++++ Entries shown
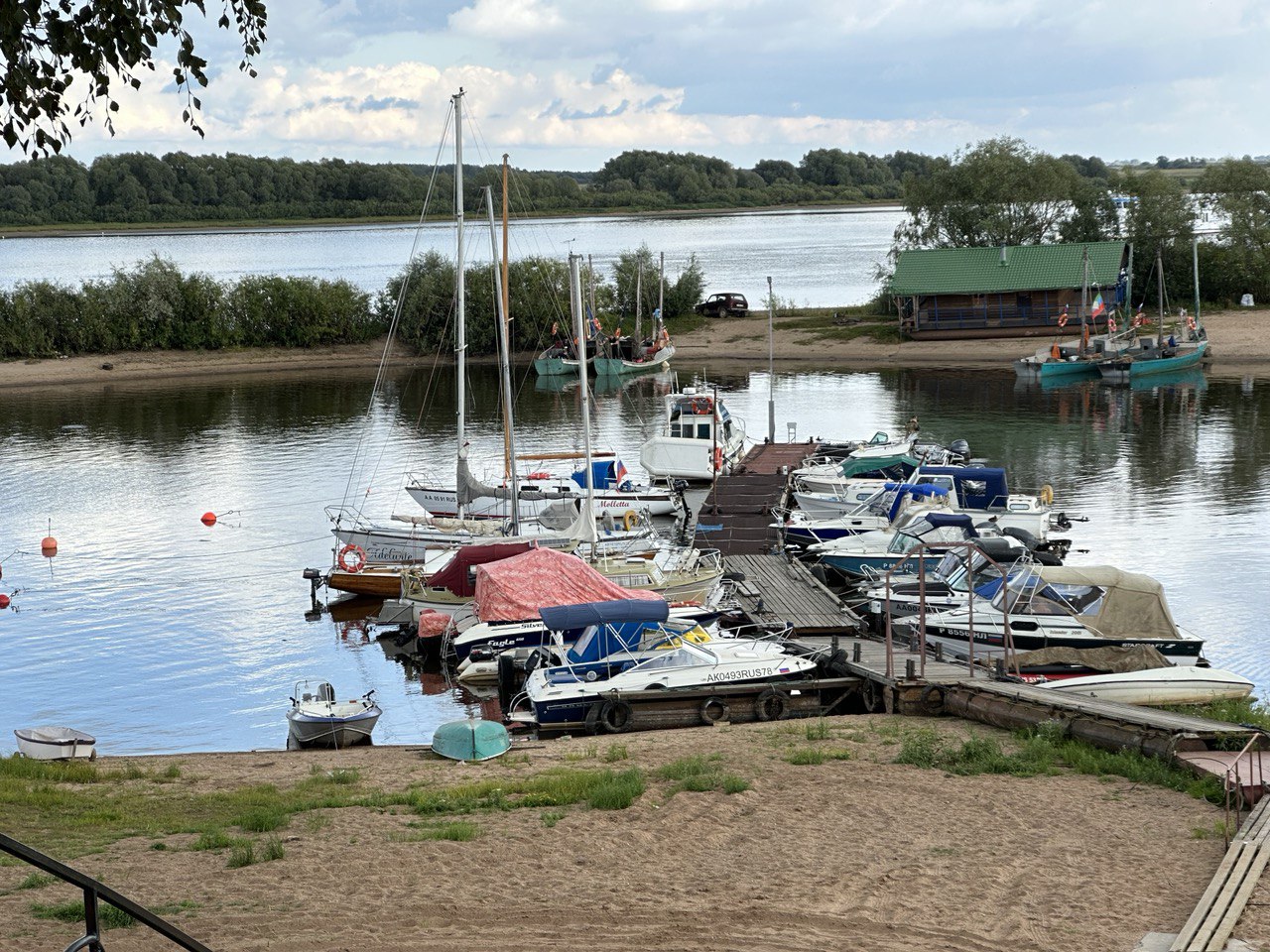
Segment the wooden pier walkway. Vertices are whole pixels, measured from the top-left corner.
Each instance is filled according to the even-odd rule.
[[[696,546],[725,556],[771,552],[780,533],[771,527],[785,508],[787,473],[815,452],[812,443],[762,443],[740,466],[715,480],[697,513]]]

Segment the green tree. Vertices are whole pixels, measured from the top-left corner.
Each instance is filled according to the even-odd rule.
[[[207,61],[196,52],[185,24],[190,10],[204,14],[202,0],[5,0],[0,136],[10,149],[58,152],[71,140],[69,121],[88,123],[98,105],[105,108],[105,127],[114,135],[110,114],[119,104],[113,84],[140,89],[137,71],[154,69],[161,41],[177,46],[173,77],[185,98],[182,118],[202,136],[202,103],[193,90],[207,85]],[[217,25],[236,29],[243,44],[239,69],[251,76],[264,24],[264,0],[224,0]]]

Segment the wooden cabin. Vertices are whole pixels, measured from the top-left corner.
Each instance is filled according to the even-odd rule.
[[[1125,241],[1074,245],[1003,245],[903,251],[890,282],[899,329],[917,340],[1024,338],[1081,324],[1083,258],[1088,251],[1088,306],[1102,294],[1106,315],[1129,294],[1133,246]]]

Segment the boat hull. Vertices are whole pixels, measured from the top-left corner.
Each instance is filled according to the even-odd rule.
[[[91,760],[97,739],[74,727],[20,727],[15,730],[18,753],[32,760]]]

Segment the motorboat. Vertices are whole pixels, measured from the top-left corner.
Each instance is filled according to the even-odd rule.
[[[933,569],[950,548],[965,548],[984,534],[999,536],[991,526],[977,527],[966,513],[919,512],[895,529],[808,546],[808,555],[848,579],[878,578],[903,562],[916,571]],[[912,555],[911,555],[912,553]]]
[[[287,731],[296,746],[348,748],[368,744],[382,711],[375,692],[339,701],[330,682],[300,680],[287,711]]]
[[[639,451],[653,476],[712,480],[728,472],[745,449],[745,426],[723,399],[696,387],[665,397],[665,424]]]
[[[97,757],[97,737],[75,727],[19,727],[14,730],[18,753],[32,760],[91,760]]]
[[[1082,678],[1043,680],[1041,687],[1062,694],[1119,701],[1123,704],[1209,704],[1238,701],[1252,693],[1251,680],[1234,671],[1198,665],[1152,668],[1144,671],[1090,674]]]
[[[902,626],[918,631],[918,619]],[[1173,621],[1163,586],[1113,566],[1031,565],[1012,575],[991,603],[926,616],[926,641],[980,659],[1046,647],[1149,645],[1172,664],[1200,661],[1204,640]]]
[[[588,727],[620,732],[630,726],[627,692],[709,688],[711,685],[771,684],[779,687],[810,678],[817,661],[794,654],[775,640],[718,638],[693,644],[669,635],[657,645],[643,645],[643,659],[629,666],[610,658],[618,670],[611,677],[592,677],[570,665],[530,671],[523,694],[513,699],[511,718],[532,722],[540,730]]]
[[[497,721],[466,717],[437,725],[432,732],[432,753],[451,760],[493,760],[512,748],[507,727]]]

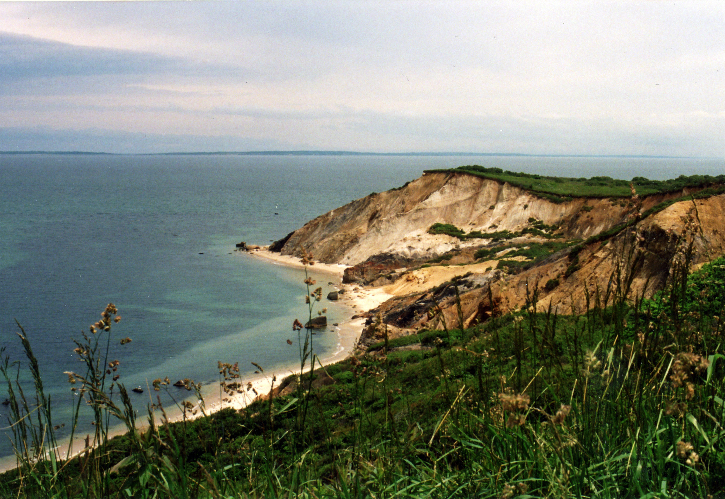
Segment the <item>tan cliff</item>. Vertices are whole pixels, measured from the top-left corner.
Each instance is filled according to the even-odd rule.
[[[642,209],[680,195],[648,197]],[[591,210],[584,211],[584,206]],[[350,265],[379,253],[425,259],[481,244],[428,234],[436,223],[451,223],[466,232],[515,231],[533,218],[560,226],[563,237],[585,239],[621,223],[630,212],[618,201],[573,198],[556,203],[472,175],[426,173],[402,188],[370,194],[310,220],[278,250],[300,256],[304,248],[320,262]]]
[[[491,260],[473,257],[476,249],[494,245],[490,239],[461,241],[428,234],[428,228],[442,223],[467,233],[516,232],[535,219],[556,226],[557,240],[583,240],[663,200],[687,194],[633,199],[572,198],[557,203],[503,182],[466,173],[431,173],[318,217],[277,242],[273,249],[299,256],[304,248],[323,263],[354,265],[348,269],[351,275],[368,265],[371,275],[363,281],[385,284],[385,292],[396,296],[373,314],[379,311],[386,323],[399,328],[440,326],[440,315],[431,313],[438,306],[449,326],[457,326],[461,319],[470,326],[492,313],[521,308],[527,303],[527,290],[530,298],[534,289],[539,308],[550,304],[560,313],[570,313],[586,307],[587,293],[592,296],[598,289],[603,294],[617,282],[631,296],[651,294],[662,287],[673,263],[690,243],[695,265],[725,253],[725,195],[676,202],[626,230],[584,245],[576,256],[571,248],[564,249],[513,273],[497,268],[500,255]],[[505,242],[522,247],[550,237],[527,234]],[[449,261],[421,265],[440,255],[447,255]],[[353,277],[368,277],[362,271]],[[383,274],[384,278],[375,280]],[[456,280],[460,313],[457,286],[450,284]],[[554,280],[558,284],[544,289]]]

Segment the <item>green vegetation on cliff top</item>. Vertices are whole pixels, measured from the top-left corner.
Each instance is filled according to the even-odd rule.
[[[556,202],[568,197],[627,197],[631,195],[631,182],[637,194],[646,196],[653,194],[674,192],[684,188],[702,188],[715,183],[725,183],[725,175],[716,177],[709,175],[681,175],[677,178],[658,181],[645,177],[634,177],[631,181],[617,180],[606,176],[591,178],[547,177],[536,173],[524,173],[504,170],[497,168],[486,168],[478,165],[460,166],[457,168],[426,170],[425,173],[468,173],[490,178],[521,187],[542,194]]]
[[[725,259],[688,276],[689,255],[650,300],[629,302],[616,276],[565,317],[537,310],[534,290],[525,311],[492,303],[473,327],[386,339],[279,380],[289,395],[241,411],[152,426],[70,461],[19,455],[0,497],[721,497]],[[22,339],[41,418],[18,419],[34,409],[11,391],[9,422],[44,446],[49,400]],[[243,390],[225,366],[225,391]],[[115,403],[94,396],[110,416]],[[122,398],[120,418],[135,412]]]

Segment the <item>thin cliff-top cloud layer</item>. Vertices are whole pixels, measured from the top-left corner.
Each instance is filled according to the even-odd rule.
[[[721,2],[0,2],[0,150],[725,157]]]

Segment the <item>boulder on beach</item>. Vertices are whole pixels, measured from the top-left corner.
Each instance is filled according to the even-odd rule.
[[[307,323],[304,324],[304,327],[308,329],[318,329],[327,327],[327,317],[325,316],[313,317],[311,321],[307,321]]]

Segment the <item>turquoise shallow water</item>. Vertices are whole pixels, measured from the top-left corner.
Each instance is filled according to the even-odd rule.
++++++++
• What is being asked: Rename "shallow water" to "lagoon" in the lines from the one containing "Segment the <item>turquoise" through the end of the records, and give those lines again with nothing else altered.

• The answer:
Segment the <item>turquoise lagoon</item>. Vertices are whole pixels, measured from the top-left corner.
Each instance is filled according to the even-odd rule.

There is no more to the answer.